Work instructions: Reading the listing below, restate each entry exactly as written.

Given entries:
= Beginning of Section =

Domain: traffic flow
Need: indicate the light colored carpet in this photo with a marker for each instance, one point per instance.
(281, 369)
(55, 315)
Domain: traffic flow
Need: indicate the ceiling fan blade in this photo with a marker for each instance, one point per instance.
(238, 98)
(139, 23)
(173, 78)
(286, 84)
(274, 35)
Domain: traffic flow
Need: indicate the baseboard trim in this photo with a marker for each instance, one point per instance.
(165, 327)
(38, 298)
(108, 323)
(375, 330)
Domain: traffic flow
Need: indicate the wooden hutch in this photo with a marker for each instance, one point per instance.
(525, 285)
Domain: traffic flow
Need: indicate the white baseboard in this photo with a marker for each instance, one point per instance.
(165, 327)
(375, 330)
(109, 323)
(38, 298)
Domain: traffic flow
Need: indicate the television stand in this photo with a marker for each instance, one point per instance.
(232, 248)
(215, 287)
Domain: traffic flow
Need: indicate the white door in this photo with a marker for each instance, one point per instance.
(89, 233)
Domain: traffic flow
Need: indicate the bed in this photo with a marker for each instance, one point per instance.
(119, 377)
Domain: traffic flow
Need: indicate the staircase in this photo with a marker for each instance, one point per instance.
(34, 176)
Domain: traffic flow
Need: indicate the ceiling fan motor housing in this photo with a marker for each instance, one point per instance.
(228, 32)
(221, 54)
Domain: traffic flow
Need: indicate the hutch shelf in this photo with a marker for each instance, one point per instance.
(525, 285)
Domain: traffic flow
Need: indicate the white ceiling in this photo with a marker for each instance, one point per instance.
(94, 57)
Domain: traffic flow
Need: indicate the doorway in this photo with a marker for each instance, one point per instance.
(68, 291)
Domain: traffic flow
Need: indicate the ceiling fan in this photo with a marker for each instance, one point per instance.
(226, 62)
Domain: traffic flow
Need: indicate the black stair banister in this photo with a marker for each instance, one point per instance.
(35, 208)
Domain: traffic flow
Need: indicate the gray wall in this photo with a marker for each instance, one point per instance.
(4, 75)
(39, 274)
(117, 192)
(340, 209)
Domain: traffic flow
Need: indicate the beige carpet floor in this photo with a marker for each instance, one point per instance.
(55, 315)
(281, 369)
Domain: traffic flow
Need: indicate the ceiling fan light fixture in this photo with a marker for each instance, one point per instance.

= End of Section =

Solution to this exercise:
Domain: traffic flow
Need: indicate the light colored carpet in this photo with a marker for each instance, one point per instance.
(281, 369)
(55, 315)
Domain: traffic flow
Need: indicate the ceiling fan blade in this photo with a marker for each instance, one point per instance.
(238, 98)
(139, 23)
(173, 78)
(286, 84)
(274, 35)
Domain: traffic flow
Need: indicate the baseboard trim in this photo with a marker for each instance, one point per instance.
(165, 327)
(38, 298)
(108, 323)
(375, 330)
Domain: traffic flow
Need: indicate the wooden hutch in this photo with a marker for each instance, one point per instance.
(525, 285)
Domain: traffic flow
Need: indicate the white baseboard in this photo with a marker for each instance, one point per instance.
(165, 327)
(375, 330)
(109, 323)
(38, 298)
Domain: traffic flow
Need: indicate the television stand in this photo with a marker for each instance, one point per instance.
(232, 248)
(215, 287)
Domain: traffic flow
Need: indicate the white door in this photo with a marker for each instance, one point per instance.
(89, 233)
Domain: traffic flow
Need: indicate the bed in this photo with a marker for each instance, one point per instance.
(119, 377)
Domain: traffic flow
Need: indicate the staircase in this photo with a marker for each instance, one point per instance.
(34, 176)
Domain: traffic flow
Need: indicate the ceiling fan motor housing in this photo with a marker for each instance, one point per instance.
(228, 32)
(221, 54)
Domain: traffic flow
Need: indicate the hutch shelf in this photo with a marker for each instance, one point per instance.
(525, 285)
Domain: traffic flow
Need: indicate the white ceiling in this photo with a marker for each instance, one point per instance.
(94, 57)
Domain: traffic flow
Need: indicate the doorway in this photo with a marker for each instance, one point per instance.
(68, 291)
Domain: traffic flow
Need: indicate the ceiling fan in this photo with a marker for each instance, one point per instance.
(226, 62)
Domain: traffic flow
Need: indicate the black stair banister in this photo with a marker for each instance, one point per instance.
(35, 208)
Domain: traffic flow
Need: indicate the gray wall in this photo with a marker for each instance, one point per instance.
(4, 75)
(39, 274)
(117, 192)
(340, 209)
Domain: traffic flow
Need: indicate the beige carpet floor in this photo with a marker for each instance, one point per instance.
(55, 315)
(281, 369)
Domain: traffic flow
Need: indicate the ceiling fan light fixture in this photo with a marker for each instance, one point per instance.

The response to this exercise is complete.